### WHAT TO PRODUCE
Repeat every line of the material below exactly.

### RECORD EXTRACTS
════════════════

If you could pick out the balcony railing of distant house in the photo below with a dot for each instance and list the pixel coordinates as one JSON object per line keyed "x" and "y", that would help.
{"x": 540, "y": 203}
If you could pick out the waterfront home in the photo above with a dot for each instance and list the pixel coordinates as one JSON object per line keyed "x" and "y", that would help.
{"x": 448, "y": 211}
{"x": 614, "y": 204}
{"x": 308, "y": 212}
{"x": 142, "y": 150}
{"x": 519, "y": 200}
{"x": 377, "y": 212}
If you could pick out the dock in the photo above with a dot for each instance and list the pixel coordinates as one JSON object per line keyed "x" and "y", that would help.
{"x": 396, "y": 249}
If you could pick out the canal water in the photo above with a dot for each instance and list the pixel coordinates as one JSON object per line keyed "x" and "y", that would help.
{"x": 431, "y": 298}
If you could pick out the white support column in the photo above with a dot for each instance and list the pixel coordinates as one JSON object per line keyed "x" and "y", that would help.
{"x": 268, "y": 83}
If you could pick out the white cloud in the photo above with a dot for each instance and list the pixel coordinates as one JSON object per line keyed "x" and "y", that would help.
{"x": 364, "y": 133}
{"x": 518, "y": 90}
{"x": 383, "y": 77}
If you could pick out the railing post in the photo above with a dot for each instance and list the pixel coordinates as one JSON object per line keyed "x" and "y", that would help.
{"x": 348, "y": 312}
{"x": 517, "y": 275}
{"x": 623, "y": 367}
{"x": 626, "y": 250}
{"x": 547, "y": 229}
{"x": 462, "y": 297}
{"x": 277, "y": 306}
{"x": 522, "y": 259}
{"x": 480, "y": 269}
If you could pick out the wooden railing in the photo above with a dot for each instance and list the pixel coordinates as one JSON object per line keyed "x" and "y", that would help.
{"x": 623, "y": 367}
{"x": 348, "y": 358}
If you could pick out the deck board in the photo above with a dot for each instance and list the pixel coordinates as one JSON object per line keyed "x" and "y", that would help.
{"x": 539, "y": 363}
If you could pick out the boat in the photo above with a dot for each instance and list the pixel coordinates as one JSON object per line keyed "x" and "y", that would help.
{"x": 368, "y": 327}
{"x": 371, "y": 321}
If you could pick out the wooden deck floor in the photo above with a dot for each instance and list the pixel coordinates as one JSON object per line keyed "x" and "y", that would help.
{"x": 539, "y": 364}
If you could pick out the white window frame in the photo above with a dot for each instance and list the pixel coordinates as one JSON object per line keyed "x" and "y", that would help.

════════════════

### RESPONSE TO THIS TASK
If you could pick out the balcony railing of distant house in the photo below with a dot for each instance and list the pixel coordinates as one JSON object per line keyed "x" and "y", that would help.
{"x": 540, "y": 203}
If you could pick out the waterfront home in the photo above with a dot for each instance and list the pixel coordinates as one JSON object per line keyed "x" and "y", that would help.
{"x": 448, "y": 211}
{"x": 614, "y": 204}
{"x": 308, "y": 212}
{"x": 142, "y": 150}
{"x": 519, "y": 200}
{"x": 377, "y": 212}
If you could pick out the dock in the photo above with a dot for each instance and list the pixel coordinates as one JSON object per line keyed "x" and "y", that would help.
{"x": 396, "y": 249}
If you could pick out the canal water in the photo above with a dot for each instance and list the pixel coordinates as one JSON object per line keyed "x" and "y", that would help.
{"x": 431, "y": 298}
If you could pick out the white support column in the photo above with a dot for each instance and list the pixel coordinates as one JSON object per line keyed "x" and "y", that would help.
{"x": 268, "y": 83}
If you could pick out the white cloud in the photo above with a dot for each instance and list the pixel coordinates as one JSON object per line keyed "x" and "y", that would help.
{"x": 364, "y": 133}
{"x": 518, "y": 90}
{"x": 383, "y": 77}
If you could pick out the railing post in the photo above with a dot for each instance and list the pixel coordinates as one JSON object per line keyed "x" and "y", that would help.
{"x": 348, "y": 312}
{"x": 517, "y": 275}
{"x": 623, "y": 367}
{"x": 626, "y": 250}
{"x": 547, "y": 229}
{"x": 462, "y": 297}
{"x": 277, "y": 306}
{"x": 522, "y": 259}
{"x": 480, "y": 269}
If you could pick out the wooden railing in the photo above with a dot for each instance and list the pixel coordinates as one JSON object per line keyed "x" and "y", that would help.
{"x": 623, "y": 367}
{"x": 348, "y": 358}
If you could pick out the deck board in the photo above with a dot for each instance and list the pixel coordinates as one JSON object per line keyed "x" and "y", that would help.
{"x": 539, "y": 363}
If you could pick out the boat in the photo above with a dot for each instance and list the pixel coordinates as one JSON object per line keyed "x" and "y", that would help.
{"x": 368, "y": 327}
{"x": 371, "y": 321}
If you could pick out the wooden deck floor in the photo above with a dot for each instance and list the pixel coordinates as one JSON object per line keyed "x" and "y", that would help.
{"x": 539, "y": 364}
If you could pick out the white window frame in the photo above with a dot for each instance and list the pixel coordinates as one JSON object per line keyed "x" and "y", that would help.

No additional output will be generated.